§ Problem to work on:
Retype the data below word for word, changing nothing.
[Begin Data section]
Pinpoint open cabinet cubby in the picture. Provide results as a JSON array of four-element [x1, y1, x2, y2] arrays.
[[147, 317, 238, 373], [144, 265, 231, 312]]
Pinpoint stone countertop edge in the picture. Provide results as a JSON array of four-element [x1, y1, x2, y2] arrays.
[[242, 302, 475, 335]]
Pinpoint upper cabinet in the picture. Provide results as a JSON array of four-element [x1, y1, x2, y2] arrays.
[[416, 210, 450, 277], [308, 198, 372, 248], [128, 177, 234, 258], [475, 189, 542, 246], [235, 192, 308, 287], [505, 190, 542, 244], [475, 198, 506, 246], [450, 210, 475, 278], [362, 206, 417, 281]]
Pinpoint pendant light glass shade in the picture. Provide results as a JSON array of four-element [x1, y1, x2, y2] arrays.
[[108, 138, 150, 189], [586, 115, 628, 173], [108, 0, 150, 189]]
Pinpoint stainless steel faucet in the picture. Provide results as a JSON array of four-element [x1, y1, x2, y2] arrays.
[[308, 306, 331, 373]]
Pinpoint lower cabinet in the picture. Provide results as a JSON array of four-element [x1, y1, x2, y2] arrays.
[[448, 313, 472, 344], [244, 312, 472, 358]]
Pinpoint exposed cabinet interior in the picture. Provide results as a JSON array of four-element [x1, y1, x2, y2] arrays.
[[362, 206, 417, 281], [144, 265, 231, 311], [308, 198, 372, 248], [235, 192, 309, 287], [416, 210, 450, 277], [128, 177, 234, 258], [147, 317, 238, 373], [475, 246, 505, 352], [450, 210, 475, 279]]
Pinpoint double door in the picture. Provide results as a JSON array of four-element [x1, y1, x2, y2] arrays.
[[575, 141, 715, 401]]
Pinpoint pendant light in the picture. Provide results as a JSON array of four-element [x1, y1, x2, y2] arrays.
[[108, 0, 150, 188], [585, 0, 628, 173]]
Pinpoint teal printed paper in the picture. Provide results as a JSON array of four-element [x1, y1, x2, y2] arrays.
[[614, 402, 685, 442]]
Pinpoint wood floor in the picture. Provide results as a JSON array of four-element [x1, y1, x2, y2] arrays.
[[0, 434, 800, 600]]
[End Data section]
§ Complete answer:
Pinpoint open cabinet cubby in the picture. Provide results as a JSON array of four-element [x1, y1, x2, y2] arrays.
[[147, 317, 238, 373], [144, 265, 231, 312]]
Pinpoint stone countertop edge in the picture. Provide results as a JSON array of four-element [x1, y1, x2, y2] arrays.
[[242, 302, 475, 335]]
Pinpoint upper cabinet in the picture. Provide results as a JSON array of four-element [x1, y1, x2, y2] arrays.
[[416, 210, 450, 277], [308, 198, 372, 248], [128, 177, 234, 258], [475, 189, 542, 246], [235, 192, 308, 287], [505, 190, 542, 244], [475, 198, 506, 246], [450, 210, 475, 278], [362, 206, 417, 281]]
Pinpoint pendant light glass shade in the picture. Provide results as a JSON array of four-element [x1, y1, x2, y2] arrays.
[[108, 138, 150, 189], [586, 115, 628, 173], [108, 0, 150, 189]]
Pinpoint stainless steel faucet in the picture. Provide results as a JSON array of four-element [x1, y1, x2, y2] arrays.
[[308, 306, 331, 373]]
Pinpoint lower cabinet in the picture. Provide results as a JSON array of four-element [x1, y1, x2, y2] arrays.
[[448, 313, 472, 344], [244, 312, 472, 358]]
Pinpoint exposed cabinet interior in the picture. Provide results as a JSON array of four-element [x1, y1, x2, y2] arrays.
[[362, 206, 417, 281], [144, 265, 231, 311], [308, 198, 372, 248], [235, 192, 309, 287], [416, 210, 450, 277], [128, 177, 234, 258], [147, 317, 238, 373], [475, 246, 505, 352], [450, 210, 475, 279]]
Pinpoint double door in the picture. Provide results as a JSON array of four-element [x1, y1, x2, y2] arrays.
[[575, 141, 715, 401]]
Pinpoint pendant light in the picture. Provide results as a JSON array of four-element [x1, y1, x2, y2] arrays.
[[108, 0, 150, 188], [585, 0, 628, 173]]
Pinpoint teal printed paper in the picture. Provide results as a JSON array of four-element [x1, y1, x2, y2] arrays.
[[614, 402, 685, 442]]
Pinpoint wood floor in the picture. Provide results as a JSON array of four-element [x1, y1, x2, y2] arrays.
[[0, 434, 800, 600]]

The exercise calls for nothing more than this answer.